DATA EXTRACT |
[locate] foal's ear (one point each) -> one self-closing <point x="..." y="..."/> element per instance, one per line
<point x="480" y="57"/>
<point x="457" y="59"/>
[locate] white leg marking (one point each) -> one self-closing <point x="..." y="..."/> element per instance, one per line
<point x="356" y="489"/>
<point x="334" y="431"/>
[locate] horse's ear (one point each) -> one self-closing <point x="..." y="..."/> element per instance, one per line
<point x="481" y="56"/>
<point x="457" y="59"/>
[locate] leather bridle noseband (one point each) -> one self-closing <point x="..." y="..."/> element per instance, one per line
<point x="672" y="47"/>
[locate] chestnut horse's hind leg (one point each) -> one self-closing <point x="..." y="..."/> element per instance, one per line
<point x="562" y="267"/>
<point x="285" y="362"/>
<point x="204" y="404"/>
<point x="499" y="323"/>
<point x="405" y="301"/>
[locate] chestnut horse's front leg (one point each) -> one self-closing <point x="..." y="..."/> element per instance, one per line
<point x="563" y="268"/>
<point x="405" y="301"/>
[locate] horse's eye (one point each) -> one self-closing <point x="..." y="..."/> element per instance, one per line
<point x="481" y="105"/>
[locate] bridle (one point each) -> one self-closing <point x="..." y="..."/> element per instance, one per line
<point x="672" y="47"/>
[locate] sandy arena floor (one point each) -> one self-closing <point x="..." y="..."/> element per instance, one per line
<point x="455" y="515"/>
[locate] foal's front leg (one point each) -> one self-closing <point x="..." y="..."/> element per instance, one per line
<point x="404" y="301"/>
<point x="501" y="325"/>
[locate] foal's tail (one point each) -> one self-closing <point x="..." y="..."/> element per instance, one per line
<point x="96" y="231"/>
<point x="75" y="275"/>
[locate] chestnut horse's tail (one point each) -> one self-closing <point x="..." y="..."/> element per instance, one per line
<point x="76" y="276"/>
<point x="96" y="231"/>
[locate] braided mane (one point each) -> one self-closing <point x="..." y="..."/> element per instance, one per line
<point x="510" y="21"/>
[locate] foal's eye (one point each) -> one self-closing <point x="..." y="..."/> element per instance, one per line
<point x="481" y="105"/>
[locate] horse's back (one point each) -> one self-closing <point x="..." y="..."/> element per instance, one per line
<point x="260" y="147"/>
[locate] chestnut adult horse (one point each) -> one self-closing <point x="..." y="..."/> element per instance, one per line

TASK REQUIREMENTS |
Every line of the data above should be reproduced word for word.

RESULT OF THIS TASK |
[locate] foal's ear (one point each) -> one self-closing <point x="..." y="..."/> element per instance, one per line
<point x="480" y="57"/>
<point x="457" y="59"/>
[locate] white leg marking (one point each) -> one self-closing <point x="..." y="..."/> element per instance, one per line
<point x="356" y="489"/>
<point x="334" y="431"/>
[locate] horse's ear (one point each) -> one self-closing <point x="..." y="..."/> element per instance, one per line
<point x="481" y="56"/>
<point x="457" y="59"/>
[locate] leather bridle noseband (one point each) -> one self-closing <point x="..." y="..."/> element per instance, one per line
<point x="672" y="47"/>
[locate] chestnut horse's hind leg (one point each) -> one self-closing <point x="..." y="..."/> element per instance, one per line
<point x="562" y="267"/>
<point x="285" y="362"/>
<point x="204" y="404"/>
<point x="499" y="323"/>
<point x="405" y="301"/>
[locate] chestnut horse's front leg (one point each) -> one self-closing <point x="..." y="..."/> element per instance, one per line
<point x="563" y="268"/>
<point x="405" y="301"/>
[locate] horse's eye (one point each) -> one self-closing <point x="..." y="..."/> element per instance, one per line
<point x="481" y="105"/>
[locate] bridle (one point each) -> one self-closing <point x="..." y="..."/> element per instance, one per line
<point x="672" y="47"/>
[locate] sandy arena floor (one point each) -> one self-closing <point x="..." y="..."/> element per instance, one per line
<point x="455" y="515"/>
[locate] foal's front leg (one point each) -> one self-closing <point x="..." y="..."/> element per instance, one per line
<point x="404" y="301"/>
<point x="501" y="325"/>
[locate] foal's tail (one point each) -> one self-closing <point x="..." y="..."/> element per instance, one per line
<point x="96" y="231"/>
<point x="75" y="275"/>
[locate] chestnut horse's tail (one point each) -> one self-closing <point x="..." y="..."/> element per instance, one per line
<point x="76" y="276"/>
<point x="96" y="231"/>
[locate] braided mane (one point each) -> one self-closing <point x="..." y="..."/> element per instance, one per line
<point x="510" y="21"/>
[locate] foal's eye (one point each) -> one self-closing <point x="..." y="..."/> element per instance, one per line
<point x="481" y="105"/>
[locate] horse's back (one point each) -> one self-closing <point x="..." y="..."/> element per instance, one per line
<point x="260" y="147"/>
[locate] chestnut adult horse (one point each) -> one self-closing <point x="..." y="..."/> element per instance, one per line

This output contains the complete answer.